● Task requirements
Each entry needs to be restated exactly as written.

======== Record extracts

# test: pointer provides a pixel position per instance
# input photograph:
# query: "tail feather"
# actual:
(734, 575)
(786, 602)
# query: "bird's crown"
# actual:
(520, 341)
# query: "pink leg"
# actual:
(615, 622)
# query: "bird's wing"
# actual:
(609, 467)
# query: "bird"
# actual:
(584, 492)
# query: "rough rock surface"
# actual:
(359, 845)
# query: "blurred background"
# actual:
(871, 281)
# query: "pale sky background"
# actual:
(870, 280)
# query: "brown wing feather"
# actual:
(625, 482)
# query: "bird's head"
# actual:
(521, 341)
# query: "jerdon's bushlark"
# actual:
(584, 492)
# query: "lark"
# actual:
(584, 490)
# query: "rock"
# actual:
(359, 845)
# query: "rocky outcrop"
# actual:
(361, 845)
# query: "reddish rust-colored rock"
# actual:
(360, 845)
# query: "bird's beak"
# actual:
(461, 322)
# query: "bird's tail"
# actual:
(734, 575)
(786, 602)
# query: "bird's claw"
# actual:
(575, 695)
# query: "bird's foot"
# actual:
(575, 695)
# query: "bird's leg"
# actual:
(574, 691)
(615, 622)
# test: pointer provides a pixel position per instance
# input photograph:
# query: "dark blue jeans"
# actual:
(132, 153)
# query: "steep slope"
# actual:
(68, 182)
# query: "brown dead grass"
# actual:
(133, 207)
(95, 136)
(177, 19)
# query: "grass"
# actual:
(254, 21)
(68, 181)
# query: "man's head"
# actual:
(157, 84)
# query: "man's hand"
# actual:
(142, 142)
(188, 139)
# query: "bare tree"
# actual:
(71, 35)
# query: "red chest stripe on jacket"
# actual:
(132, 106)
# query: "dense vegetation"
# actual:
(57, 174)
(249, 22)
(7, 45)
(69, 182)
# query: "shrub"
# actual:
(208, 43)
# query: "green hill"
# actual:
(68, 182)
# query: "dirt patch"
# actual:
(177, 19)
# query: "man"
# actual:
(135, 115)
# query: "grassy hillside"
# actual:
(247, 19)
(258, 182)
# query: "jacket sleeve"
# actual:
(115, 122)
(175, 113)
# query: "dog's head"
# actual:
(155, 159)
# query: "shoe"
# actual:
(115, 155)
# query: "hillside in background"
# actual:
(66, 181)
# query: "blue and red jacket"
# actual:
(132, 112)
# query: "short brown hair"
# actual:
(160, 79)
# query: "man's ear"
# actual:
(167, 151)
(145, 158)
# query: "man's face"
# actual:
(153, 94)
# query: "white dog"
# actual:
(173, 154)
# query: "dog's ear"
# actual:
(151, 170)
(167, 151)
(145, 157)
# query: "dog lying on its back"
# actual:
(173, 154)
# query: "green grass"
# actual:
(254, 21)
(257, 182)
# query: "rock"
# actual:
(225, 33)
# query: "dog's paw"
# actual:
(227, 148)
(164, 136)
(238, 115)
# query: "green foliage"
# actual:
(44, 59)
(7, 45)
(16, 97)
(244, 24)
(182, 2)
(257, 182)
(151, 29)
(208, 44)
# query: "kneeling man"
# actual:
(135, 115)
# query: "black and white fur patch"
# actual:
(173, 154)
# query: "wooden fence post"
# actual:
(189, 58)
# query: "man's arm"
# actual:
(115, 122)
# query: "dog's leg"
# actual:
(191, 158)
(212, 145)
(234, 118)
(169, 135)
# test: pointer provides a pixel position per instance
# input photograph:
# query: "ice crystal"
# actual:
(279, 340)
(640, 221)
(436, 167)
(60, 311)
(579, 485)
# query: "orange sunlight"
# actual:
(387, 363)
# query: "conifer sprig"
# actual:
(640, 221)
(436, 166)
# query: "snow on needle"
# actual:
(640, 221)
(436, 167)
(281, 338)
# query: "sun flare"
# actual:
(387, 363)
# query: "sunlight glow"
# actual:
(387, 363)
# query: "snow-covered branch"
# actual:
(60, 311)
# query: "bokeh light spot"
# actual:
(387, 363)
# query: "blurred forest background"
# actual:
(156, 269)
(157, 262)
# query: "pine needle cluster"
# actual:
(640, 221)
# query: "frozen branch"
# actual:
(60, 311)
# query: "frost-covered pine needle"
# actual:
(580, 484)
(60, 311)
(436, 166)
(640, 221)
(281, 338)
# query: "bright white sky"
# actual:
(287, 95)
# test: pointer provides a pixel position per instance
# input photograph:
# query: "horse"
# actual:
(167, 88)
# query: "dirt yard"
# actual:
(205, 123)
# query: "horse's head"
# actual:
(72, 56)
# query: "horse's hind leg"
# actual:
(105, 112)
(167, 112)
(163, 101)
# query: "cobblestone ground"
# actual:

================

● Worked solution
# test: pointer provides a pixel position per instance
# input photograph:
# query: "tail feather"
# actual:
(734, 575)
(786, 602)
# query: "bird's crown"
# actual:
(520, 341)
# query: "pink leg"
# actual:
(615, 622)
# query: "bird's wing"
# actual:
(609, 467)
# query: "bird"
# actual:
(584, 492)
# query: "rough rock surface"
# actual:
(359, 845)
# query: "blurred background"
# actual:
(871, 281)
# query: "pale sky background"
# actual:
(870, 280)
# query: "brown wing feather"
# actual:
(625, 482)
# query: "bird's head"
# actual:
(521, 341)
# query: "jerdon's bushlark"
# actual:
(584, 492)
# query: "lark"
# actual:
(584, 490)
# query: "rock"
# actual:
(359, 845)
# query: "rocky outcrop"
# actual:
(361, 845)
# query: "reddish rust-colored rock"
# actual:
(360, 845)
# query: "bird's beak"
# actual:
(461, 322)
# query: "bird's tail"
# actual:
(734, 575)
(786, 602)
# query: "bird's claw"
# actual:
(575, 695)
# query: "bird's foot"
# actual:
(575, 695)
# query: "bird's leg"
# actual:
(574, 691)
(615, 622)
# test: pointer provides a pixel position per instance
# input photograph:
# query: "dark blue jeans"
# actual:
(132, 153)
# query: "steep slope"
# actual:
(68, 182)
# query: "brown dead grass"
# actual:
(133, 207)
(95, 136)
(177, 19)
# query: "grass"
# actual:
(254, 21)
(68, 181)
# query: "man's head"
# actual:
(157, 84)
# query: "man's hand"
# actual:
(142, 142)
(188, 139)
# query: "bare tree"
# actual:
(71, 35)
# query: "red chest stripe on jacket"
# actual:
(132, 106)
# query: "dense vegetation"
# actual:
(57, 174)
(249, 22)
(7, 45)
(69, 182)
# query: "shrub"
# actual:
(208, 43)
# query: "green hill"
# actual:
(68, 182)
# query: "dirt patch"
# actual:
(177, 19)
# query: "man"
# actual:
(135, 115)
# query: "grassy hillside"
# actual:
(247, 19)
(258, 182)
# query: "jacket sleeve"
# actual:
(115, 122)
(175, 113)
# query: "dog's head"
# actual:
(155, 159)
# query: "shoe"
# actual:
(115, 155)
# query: "hillside in background"
# actual:
(66, 181)
# query: "blue and red jacket"
# actual:
(132, 112)
# query: "short brown hair"
# actual:
(160, 79)
# query: "man's ear"
# actual:
(167, 151)
(145, 158)
# query: "man's face"
# actual:
(153, 94)
# query: "white dog"
# actual:
(173, 154)
# query: "dog's ear"
# actual:
(151, 170)
(167, 151)
(145, 157)
# query: "dog lying on its back"
# actual:
(173, 154)
# query: "green grass"
# actual:
(254, 21)
(257, 182)
# query: "rock"
# actual:
(225, 33)
# query: "dog's paw"
# actual:
(227, 148)
(164, 136)
(238, 115)
# query: "green foliage"
# actual:
(44, 59)
(7, 45)
(16, 97)
(244, 24)
(182, 2)
(257, 182)
(151, 29)
(208, 44)
# query: "kneeling man"
# actual:
(135, 115)
# query: "black and white fur patch"
# actual:
(173, 154)
# query: "wooden fence post"
# actual:
(189, 58)
# query: "man's arm"
# actual:
(115, 122)
# query: "dog's leg"
# actual:
(191, 158)
(212, 145)
(234, 118)
(169, 135)
# test: pointer provides a pixel position per instance
# input photograph:
# query: "ice crystal"
# actual:
(279, 340)
(640, 221)
(436, 167)
(60, 311)
(579, 485)
# query: "orange sunlight"
# actual:
(387, 363)
# query: "conifer sprig"
# actual:
(640, 221)
(436, 166)
# query: "snow on needle"
# actual:
(640, 221)
(436, 167)
(281, 338)
# query: "sun flare"
# actual:
(387, 363)
# query: "sunlight glow"
# actual:
(387, 363)
# query: "snow-covered branch"
# actual:
(60, 311)
# query: "bokeh light spot"
# actual:
(387, 363)
# query: "blurred forest background"
# actual:
(156, 269)
(157, 262)
# query: "pine needle cluster"
# actual:
(640, 221)
# query: "frozen branch"
# actual:
(60, 311)
# query: "frost-covered pine needle"
# actual:
(580, 484)
(60, 311)
(436, 166)
(640, 221)
(281, 338)
# query: "bright white sky"
# actual:
(287, 95)
# test: pointer provides a pixel position per instance
# input photograph:
# query: "horse"
# actual:
(167, 88)
# query: "dirt yard"
# actual:
(205, 123)
# query: "horse's head"
# actual:
(72, 56)
# query: "horse's hind leg"
# actual:
(105, 112)
(167, 112)
(163, 101)
# query: "cobblestone ground"
# actual:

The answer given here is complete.